=== EXERCISE REQUIREMENTS ===
Repeat the lines beginning at the one with "Can you find the blurred background" and running to the end of the material, keeping the first and last of them, exactly as they appear.

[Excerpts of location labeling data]
:::
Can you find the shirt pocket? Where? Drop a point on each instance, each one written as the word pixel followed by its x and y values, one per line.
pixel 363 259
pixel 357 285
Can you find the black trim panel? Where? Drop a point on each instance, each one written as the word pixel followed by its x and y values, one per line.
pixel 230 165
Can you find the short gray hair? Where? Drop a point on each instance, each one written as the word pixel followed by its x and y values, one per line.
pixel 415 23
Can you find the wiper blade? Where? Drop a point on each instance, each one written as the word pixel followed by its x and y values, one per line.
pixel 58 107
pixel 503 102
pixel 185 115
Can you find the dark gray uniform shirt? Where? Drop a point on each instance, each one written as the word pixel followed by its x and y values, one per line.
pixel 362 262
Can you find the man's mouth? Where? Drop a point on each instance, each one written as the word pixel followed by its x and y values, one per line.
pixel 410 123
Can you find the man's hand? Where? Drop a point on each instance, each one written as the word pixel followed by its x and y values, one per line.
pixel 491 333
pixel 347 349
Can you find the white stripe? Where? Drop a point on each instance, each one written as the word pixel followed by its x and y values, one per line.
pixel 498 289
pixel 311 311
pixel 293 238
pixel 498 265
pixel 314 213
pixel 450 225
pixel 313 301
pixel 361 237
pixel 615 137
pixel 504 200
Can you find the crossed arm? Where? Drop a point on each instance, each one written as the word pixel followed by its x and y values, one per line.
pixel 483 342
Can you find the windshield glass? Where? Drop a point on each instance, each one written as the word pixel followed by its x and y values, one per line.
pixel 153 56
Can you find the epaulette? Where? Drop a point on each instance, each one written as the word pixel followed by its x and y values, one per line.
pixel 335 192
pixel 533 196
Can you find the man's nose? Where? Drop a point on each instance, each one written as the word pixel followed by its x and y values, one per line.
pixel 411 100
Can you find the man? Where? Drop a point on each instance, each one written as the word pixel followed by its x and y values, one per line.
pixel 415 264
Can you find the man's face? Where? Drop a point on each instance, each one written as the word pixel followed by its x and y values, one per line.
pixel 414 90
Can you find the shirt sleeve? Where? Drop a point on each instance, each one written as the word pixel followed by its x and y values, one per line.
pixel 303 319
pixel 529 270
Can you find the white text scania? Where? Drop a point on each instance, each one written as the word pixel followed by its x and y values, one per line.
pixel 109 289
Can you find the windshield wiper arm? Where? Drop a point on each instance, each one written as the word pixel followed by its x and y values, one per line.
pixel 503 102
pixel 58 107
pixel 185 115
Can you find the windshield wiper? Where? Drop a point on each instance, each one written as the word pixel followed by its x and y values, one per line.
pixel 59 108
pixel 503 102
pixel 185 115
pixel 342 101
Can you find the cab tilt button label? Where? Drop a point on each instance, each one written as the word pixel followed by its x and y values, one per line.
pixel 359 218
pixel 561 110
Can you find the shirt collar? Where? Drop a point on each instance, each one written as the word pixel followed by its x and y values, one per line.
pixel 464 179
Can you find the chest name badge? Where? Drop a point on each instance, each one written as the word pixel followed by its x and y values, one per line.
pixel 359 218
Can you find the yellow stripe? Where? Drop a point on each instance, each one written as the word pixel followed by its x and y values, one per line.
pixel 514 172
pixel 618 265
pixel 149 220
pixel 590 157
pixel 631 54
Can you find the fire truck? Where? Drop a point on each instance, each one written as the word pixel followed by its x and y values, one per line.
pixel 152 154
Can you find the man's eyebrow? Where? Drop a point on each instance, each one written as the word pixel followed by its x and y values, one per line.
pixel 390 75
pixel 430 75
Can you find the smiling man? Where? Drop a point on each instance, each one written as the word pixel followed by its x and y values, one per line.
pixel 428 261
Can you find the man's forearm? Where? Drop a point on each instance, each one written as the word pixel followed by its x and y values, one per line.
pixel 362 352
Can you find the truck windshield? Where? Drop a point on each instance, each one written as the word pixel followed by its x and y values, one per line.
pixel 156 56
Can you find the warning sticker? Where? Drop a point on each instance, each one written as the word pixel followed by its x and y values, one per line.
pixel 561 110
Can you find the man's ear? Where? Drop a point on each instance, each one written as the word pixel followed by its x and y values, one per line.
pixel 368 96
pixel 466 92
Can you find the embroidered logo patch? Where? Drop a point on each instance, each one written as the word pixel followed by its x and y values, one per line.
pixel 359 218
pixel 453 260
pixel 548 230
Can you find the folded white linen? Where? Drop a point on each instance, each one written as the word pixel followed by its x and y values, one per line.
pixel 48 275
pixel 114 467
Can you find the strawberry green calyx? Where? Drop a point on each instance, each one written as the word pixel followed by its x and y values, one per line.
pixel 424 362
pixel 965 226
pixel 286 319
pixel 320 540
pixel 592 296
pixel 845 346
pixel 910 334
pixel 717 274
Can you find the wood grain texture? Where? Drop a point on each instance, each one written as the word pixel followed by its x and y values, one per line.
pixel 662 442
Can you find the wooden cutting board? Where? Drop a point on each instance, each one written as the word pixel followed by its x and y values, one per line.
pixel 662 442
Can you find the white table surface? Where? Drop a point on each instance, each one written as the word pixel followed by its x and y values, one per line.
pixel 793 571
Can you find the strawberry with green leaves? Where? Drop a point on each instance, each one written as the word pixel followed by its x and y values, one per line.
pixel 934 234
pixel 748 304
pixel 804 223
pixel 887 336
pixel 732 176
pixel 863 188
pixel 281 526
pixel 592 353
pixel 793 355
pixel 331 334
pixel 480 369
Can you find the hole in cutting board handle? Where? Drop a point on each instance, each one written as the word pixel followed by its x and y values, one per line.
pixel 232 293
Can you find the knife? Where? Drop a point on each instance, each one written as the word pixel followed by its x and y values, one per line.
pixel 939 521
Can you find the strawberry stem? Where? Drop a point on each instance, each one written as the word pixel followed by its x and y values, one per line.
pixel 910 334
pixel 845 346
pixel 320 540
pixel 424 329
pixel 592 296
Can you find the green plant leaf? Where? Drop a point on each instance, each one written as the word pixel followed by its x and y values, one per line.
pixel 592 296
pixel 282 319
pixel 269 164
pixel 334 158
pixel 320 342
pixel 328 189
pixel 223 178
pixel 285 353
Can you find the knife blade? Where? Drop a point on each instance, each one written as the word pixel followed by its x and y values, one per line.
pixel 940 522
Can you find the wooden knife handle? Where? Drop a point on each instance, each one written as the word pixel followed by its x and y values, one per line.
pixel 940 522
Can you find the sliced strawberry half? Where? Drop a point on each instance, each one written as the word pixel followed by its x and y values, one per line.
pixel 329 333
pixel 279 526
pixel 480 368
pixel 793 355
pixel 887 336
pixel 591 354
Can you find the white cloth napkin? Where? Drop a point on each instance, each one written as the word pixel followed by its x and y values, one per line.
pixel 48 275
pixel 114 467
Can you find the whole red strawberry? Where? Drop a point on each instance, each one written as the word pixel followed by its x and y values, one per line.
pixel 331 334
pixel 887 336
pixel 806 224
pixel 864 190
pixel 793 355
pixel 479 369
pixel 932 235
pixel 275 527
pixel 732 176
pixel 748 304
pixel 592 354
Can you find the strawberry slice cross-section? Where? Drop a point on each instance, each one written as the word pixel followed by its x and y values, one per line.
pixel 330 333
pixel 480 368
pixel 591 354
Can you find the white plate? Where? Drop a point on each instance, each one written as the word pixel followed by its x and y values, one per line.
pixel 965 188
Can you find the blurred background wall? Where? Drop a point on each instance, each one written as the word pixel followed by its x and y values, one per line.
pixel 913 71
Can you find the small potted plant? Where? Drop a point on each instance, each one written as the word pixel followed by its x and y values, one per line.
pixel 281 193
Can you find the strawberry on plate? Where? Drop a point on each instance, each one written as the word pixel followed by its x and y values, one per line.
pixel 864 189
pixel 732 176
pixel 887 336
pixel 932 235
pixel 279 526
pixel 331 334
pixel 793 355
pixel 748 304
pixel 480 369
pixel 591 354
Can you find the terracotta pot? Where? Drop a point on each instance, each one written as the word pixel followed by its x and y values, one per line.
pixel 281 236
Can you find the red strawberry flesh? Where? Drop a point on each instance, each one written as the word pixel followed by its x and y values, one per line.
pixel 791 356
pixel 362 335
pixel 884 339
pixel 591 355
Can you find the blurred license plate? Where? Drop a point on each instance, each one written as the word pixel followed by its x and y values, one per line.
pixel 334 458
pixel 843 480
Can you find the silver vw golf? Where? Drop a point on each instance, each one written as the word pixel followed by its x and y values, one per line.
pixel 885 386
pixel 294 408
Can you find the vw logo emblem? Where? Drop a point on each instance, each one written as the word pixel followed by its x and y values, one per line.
:::
=== RESPONSE FOR THIS EXERCISE ===
Can you find the blurred background wall? Where? Drop a point on each instance, each one written as the word pixel followed by its x and y values, one per line.
pixel 913 71
Can you find the small potted plant? Where? Drop a point on each instance, each one written as the word pixel followed by its x and y values, one per line.
pixel 281 193
Can you find the strawberry on plate? Where? Drop a point on each instance, each one written as the word pixel followed by its x and y values, one per line.
pixel 864 189
pixel 732 176
pixel 887 336
pixel 932 235
pixel 279 526
pixel 331 334
pixel 793 355
pixel 748 304
pixel 480 369
pixel 591 354
Can you find the terracotta pot? Where? Drop a point on each instance, each one written as the word pixel followed by its x and y values, one per line.
pixel 281 236
Can you find the red strawberry flesh? Where? Drop a point on each instance, each one written as the word pixel followed by its x and y values, one per line.
pixel 791 356
pixel 362 335
pixel 884 339
pixel 591 355
Can you find the blurred license plate? Where? Drop a point on each instance, each one written as the word pixel followed by its x and y values, one per line.
pixel 334 458
pixel 843 480
Can you find the silver vw golf? Where? Drop a point on each instance, each one written as the word pixel followed by its x and y values, one per line.
pixel 885 386
pixel 294 408
Can you find the vw logo emblem? Where? Drop a point on each instance, each one written as the word pixel followed by its x and y values, one per line.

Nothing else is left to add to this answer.